■ **Job 1**: In the ruling, reproduce the passage that begins at the words "You inquire whether" and stops after "62, 5 8(a).".
■ **Job 2**:
Answer these questions from the ruling:
(a) Which section of the Internal Revenue Code defines a real estate mortgage investment conduit?
(b) How many classes of residual interests will there be?
(c) By when must the trustee's short-term investments mature?

━━ Text shown ━━

You inquire whether a trust, formed under a Pooling and Administration Agreement ('Pooling Agreement') among ('Sponsor'), ('Servicer') and ('Trustee'), is subject to tax under G.L. c. 62.
Each trust formed pursuant to this Pooling Agreement will qualify and elect to be treated as a real estate mortgage investment conduit (REMIC) under the definition in section 860D of the Internal Revenue Code of 1986 (I.R.C.). A pool of assets consisting of 'qualified mortgages' as defined by I.R.C. § 860G, will be transferred to the trustee in return for REMIC certificates. There will be multiple classes of regular interests and one class of residual interests. We conclude that these trusts are not subject to a trust-level tax pursuant to G.L. c. 62, 5 8(a).
Under the Pooling Agreement, substantially all the trust assets must consist of:
(1) mortgages, mortgage-backed securities, and other mortgage-related assets that are qualified mortgages as defined by I.R.C. § 86OG(a)(3); (2) cash flow investments as defined by I.R.C. § 86OG(a)(6); (3) qualified reserve assets as defined by I.R.C. § 86 OG(a)(7); and (4) foreclosure property as defined by I.R.C. § 86OG(a)(8). The Trustee may enforce the rights of the Trustee, on the behalf of the certificate holders in the event of a default on the qualified mortgages, execute the REMIC certificates, receive distributions from the mortgage assets and amounts paid on the cash flow investments, pay the expenses of the trust, distribute amounts due to the REMIC certificate holders, prepare and mail reports, and keep and make available trust records. The trustee may invest amounts received on assets in the reserve fund and amounts received as distributions on the qualified mortgages in short-term investments that shall mature prior to the next distribution date.

━━━
━━ Material ━━

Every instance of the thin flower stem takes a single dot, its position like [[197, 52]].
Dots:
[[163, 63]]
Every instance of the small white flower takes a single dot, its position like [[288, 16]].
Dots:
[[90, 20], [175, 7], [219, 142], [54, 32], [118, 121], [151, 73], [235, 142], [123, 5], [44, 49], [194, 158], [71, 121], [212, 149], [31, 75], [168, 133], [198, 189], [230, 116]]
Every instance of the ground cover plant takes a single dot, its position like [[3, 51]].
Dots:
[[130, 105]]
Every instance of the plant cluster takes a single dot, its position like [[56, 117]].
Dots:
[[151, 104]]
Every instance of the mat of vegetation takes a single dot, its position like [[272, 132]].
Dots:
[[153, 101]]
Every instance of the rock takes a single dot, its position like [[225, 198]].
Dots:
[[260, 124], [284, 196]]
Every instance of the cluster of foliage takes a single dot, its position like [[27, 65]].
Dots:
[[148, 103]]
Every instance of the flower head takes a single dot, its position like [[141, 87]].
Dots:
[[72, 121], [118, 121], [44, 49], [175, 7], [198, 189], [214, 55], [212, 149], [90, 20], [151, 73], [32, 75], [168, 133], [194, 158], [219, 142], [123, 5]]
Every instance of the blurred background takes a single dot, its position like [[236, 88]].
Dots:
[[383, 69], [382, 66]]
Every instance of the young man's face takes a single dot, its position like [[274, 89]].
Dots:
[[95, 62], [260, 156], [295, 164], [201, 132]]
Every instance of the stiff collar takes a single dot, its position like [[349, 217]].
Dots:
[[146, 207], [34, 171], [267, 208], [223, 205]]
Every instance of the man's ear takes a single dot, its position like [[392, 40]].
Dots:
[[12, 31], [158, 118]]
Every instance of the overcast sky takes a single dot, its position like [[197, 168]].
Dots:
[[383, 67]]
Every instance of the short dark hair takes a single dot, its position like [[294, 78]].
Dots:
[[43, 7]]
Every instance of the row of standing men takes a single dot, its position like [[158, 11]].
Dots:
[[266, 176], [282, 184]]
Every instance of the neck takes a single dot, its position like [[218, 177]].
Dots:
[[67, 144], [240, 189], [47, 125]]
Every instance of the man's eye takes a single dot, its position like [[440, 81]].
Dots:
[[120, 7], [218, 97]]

━━━

■ **Exercise output 1**:
You inquire whether a trust, formed under a Pooling and Administration Agreement ('Pooling Agreement') among ('Sponsor'), ('Servicer') and ('Trustee'), is subject to tax under G.L. c. 62.
Each trust formed pursuant to this Pooling Agreement will qualify and elect to be treated as a real estate mortgage investment conduit (REMIC) under the definition in section 860D of the Internal Revenue Code of 1986 (I.R.C.). A pool of assets consisting of 'qualified mortgages' as defined by I.R.C. § 860G, will be transferred to the trustee in return for REMIC certificates. There will be multiple classes of regular interests and one class of residual interests. We conclude that these trusts are not subject to a trust-level tax pursuant to G.L. c. 62, 5 8(a).

■ **Exercise output 2**:
(a) Section 860D
(b) One
(c) Before the next distribution date